Exercise A:
List the subjects that the blog post says Mrs. Lewis taught the class about.
Exercise B:
Write out the part of the blog post starting with "Also, non-profits and" and going on through "are your thoughts?", swapping "integrity" for "honesty" wherever it appears.
====== Provided passage
Also, non-profits and ministries alike have to constantly balance overhead, lifestyle, and stewardship.  And motives are messy.  This will always be an issue, regardless of the project, and will hinge upon the personal integrity of those involved.  This deserves special attention, but also is difficult and terribly problematic to judge.   So I try to keep it simple and pray:  is this where I am to invest my time and energy?  If the answer is yes, and these issues of integrity seem balanced, then my confidence gains steam.

What are your thoughts?

Friday, January 7, 2011

Foot in Mouth

I’m kind of notorious for putting my foot in my mouth.  As a small example, I say things like, “I got roped into this,” when what I really mean to say is something like, “I’m not sure how I arrived here, but I am thankful.”  Now, combine that with some of my efforts, (and authentic desire), to connect with and relate to minority, marginalized, and oppressed individuals and groups; and oh, my ignorance is undeniable.

In high school I had this fantastic US History teacher, Mrs. Lewis. She was African American woman who identified strongly and proudly with her African roots as well as her American heritage.  She was passionate, genius, and gracious in teaching us about slavery, civil rights, and detailed African American history. Her father marched with Martin Luther King.  I so desperately wanted to be teacher’s pet and was constantly looking for connection points with her.  One weekend I met an African American pastor from our area; I was sure this was Mrs. Lewis’ pastor – perfect!  You see where this is going…: “Mrs. Lewis, I think I met your pastor this weekend,” I said eagerly….it was a downward spiral from there; foot in mouth.  Thankfully, I wasn’t the first eager, white kid Mrs. Lewis had come across and her grace flowed like a river.

This weekend I am attending the Gay Christian Network’s annual conference,   I’m straight, I’m an evangelical Christian, and I’m newly reengaging my own thoughts about the number of issues that surround my fellow conference goers.  Perfect recipe for Lizzy to put her foot in her mouth.   So, for today I was mostly in listening mode at the conference.  But I will say at least this through my blog, (to my handful of faithful followers), "I'm not sure how I arrived here, but I am thankful," and grace flows like a river.  Philip Yancey spoke this morning at the conference and fleshed out this idea:  grace is like a river, it always flows downhill.  For that, I am really thankful.
============
====== Data extracts
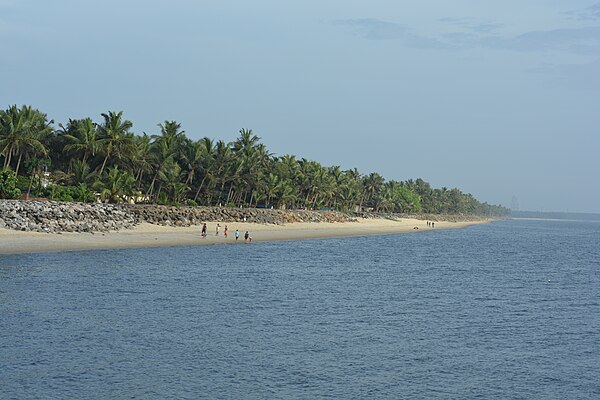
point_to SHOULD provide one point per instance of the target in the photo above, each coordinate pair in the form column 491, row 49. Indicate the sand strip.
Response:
column 148, row 235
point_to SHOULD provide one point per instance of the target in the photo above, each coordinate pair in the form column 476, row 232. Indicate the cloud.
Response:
column 472, row 24
column 375, row 29
column 586, row 14
column 577, row 40
column 481, row 34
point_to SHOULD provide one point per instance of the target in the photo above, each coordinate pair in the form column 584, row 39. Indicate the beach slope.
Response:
column 149, row 235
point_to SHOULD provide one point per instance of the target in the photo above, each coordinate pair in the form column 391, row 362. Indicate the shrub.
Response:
column 8, row 185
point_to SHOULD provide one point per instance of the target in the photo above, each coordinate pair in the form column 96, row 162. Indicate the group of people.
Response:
column 247, row 237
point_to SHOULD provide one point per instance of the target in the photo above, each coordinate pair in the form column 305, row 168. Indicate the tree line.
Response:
column 87, row 159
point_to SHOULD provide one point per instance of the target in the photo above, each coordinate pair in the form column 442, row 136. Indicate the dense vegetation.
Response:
column 86, row 158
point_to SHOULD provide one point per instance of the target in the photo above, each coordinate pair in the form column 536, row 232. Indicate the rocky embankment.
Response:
column 54, row 217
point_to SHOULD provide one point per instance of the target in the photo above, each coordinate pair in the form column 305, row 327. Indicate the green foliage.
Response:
column 170, row 168
column 8, row 182
column 79, row 193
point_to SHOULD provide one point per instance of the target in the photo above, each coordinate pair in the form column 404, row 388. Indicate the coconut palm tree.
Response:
column 22, row 132
column 82, row 136
column 116, row 186
column 114, row 138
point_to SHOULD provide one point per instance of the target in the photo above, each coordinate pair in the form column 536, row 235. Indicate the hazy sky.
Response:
column 497, row 98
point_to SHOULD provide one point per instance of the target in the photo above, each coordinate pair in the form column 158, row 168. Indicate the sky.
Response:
column 499, row 99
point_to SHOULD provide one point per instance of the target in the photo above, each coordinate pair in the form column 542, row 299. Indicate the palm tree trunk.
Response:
column 103, row 164
column 199, row 188
column 8, row 158
column 18, row 165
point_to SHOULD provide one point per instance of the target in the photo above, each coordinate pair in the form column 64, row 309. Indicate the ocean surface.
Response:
column 509, row 310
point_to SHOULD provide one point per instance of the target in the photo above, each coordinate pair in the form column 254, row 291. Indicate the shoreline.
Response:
column 147, row 235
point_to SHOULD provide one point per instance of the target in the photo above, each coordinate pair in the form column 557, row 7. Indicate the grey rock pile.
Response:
column 54, row 217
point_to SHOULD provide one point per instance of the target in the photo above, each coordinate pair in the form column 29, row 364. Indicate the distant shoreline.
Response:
column 148, row 235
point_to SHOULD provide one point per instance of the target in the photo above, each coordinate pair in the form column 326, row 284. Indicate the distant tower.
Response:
column 514, row 204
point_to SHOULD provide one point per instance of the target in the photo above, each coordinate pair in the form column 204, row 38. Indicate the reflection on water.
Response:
column 504, row 310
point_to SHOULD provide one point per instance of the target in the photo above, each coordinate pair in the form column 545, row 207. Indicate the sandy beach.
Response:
column 148, row 235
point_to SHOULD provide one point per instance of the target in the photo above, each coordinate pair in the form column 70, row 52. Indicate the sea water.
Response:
column 505, row 310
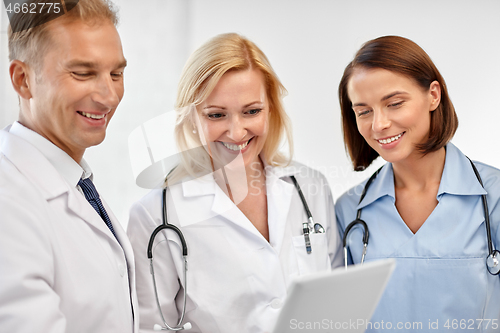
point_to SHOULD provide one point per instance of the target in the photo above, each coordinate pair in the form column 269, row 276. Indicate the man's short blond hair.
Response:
column 29, row 36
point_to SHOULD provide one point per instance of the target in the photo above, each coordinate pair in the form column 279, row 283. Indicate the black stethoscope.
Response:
column 307, row 228
column 492, row 260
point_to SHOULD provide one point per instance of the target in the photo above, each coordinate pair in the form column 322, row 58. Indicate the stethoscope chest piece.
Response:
column 493, row 262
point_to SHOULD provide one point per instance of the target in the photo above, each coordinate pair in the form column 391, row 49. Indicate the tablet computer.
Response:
column 342, row 300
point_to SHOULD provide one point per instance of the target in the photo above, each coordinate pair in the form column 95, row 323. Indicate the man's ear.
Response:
column 19, row 76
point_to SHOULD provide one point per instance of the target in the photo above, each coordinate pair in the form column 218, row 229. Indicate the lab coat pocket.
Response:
column 316, row 261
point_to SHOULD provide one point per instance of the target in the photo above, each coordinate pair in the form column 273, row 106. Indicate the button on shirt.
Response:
column 440, row 272
column 64, row 164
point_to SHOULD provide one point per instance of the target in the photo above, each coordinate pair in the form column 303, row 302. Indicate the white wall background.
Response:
column 309, row 42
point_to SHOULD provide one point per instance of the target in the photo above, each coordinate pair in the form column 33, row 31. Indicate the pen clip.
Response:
column 305, row 229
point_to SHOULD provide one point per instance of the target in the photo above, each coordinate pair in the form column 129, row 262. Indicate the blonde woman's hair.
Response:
column 202, row 72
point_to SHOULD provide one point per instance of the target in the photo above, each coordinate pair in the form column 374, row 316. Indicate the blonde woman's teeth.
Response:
column 234, row 147
column 389, row 140
column 90, row 115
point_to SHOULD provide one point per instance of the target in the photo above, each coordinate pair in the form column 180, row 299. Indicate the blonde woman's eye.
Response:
column 215, row 116
column 254, row 111
column 362, row 113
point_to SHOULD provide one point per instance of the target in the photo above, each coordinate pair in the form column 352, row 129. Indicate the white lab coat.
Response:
column 237, row 280
column 61, row 269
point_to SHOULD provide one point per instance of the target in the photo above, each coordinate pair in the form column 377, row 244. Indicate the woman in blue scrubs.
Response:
column 424, row 207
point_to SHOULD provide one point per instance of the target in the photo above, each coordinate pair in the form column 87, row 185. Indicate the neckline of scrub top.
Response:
column 458, row 178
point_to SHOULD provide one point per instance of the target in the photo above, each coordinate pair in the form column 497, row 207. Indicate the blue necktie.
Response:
column 92, row 197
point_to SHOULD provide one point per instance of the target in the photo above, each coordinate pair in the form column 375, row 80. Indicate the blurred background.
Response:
column 309, row 43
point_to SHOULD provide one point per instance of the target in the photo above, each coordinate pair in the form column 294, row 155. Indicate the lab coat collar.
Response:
column 62, row 162
column 381, row 186
column 458, row 178
column 279, row 192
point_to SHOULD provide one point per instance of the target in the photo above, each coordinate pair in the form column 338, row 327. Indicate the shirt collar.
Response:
column 62, row 162
column 458, row 178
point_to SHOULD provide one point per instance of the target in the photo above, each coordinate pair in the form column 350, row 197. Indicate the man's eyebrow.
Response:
column 81, row 63
column 386, row 97
column 90, row 64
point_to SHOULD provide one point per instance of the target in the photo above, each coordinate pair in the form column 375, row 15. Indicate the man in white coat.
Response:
column 66, row 264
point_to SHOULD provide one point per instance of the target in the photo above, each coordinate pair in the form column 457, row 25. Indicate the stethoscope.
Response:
column 307, row 228
column 492, row 260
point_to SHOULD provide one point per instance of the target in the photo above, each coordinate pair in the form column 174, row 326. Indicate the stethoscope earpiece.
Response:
column 493, row 262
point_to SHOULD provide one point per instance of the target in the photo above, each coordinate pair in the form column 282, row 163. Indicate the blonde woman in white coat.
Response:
column 244, row 233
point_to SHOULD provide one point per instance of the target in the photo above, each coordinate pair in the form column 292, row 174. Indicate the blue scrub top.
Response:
column 441, row 282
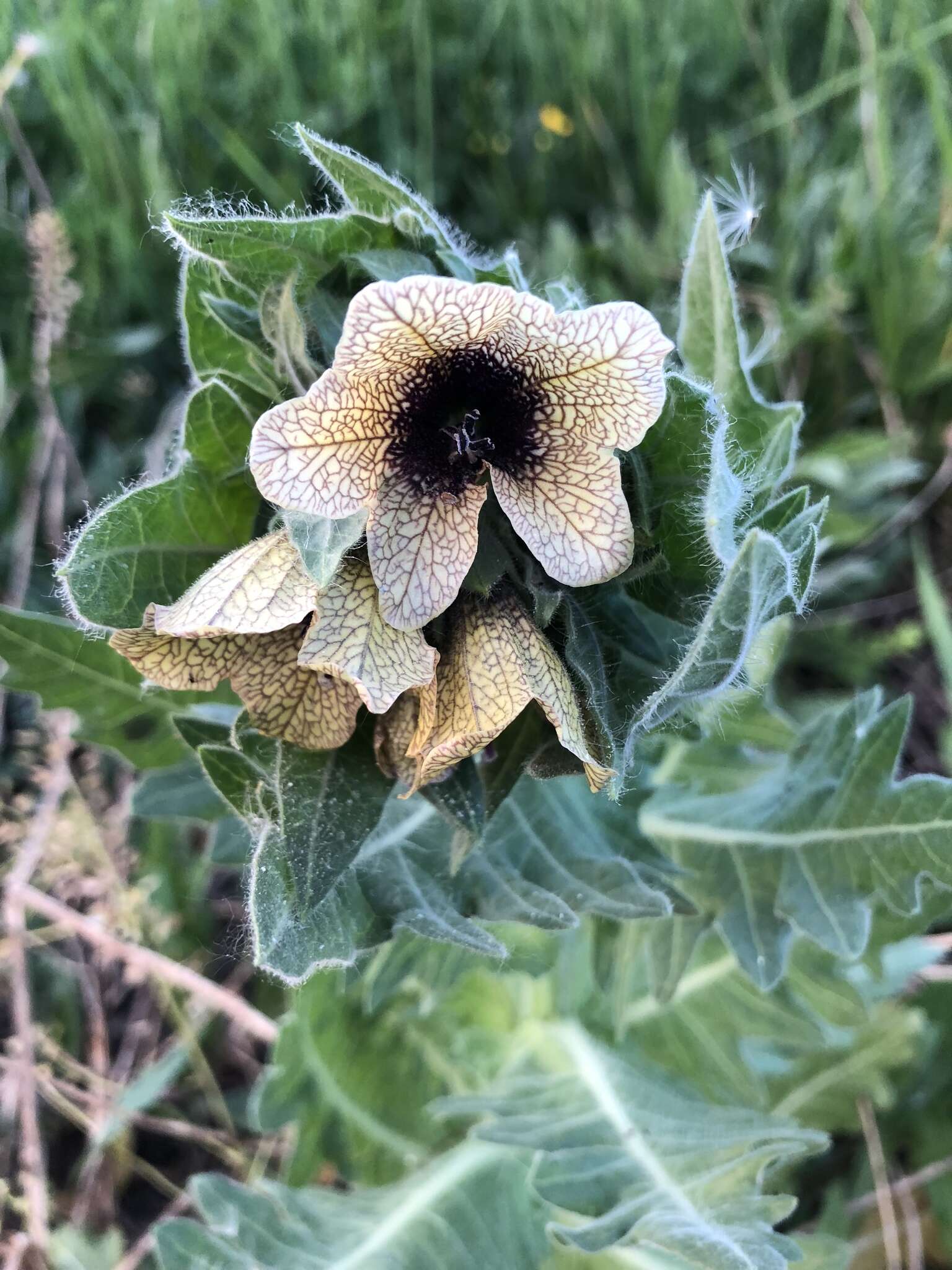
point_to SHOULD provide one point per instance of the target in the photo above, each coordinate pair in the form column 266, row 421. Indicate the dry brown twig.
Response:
column 31, row 1158
column 884, row 1194
column 141, row 1249
column 151, row 963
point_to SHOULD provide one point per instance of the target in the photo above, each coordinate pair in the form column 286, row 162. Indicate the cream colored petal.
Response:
column 260, row 587
column 547, row 680
column 350, row 639
column 409, row 718
column 571, row 513
column 496, row 664
column 178, row 664
column 283, row 699
column 289, row 701
column 325, row 453
column 601, row 368
column 420, row 549
column 392, row 327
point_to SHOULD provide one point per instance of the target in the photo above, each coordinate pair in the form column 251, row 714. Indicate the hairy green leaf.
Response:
column 641, row 1158
column 323, row 543
column 150, row 545
column 814, row 842
column 310, row 812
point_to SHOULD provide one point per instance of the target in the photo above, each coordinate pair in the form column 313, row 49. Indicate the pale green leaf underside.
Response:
column 643, row 1160
column 470, row 1209
column 69, row 668
column 813, row 843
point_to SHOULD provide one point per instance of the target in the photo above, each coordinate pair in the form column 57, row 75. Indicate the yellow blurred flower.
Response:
column 555, row 120
column 496, row 662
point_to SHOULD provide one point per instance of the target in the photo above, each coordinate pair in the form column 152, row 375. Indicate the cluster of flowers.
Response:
column 438, row 389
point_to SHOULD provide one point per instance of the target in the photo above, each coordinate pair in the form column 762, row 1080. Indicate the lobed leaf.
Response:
column 470, row 1209
column 69, row 668
column 815, row 842
column 641, row 1160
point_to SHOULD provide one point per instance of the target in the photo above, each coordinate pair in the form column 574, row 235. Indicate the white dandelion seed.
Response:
column 738, row 208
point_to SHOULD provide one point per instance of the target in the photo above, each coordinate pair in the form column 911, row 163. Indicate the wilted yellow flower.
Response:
column 495, row 665
column 301, row 660
column 437, row 380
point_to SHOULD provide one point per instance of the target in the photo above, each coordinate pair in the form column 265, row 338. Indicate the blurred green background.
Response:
column 584, row 134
============
Written answer A:
Slavery, civil rights, and detailed African American history.

Written answer B:
Also, non-profits and ministries alike have to constantly balance overhead, lifestyle, and stewardship.  And motives are messy.  This will always be an issue, regardless of the project, and will hinge upon the personal honesty of those involved.  This deserves special attention, but also is difficult and terribly problematic to judge.   So I try to keep it simple and pray:  is this where I am to invest my time and energy?  If the answer is yes, and these issues of honesty seem balanced, then my confidence gains steam.

What are your thoughts?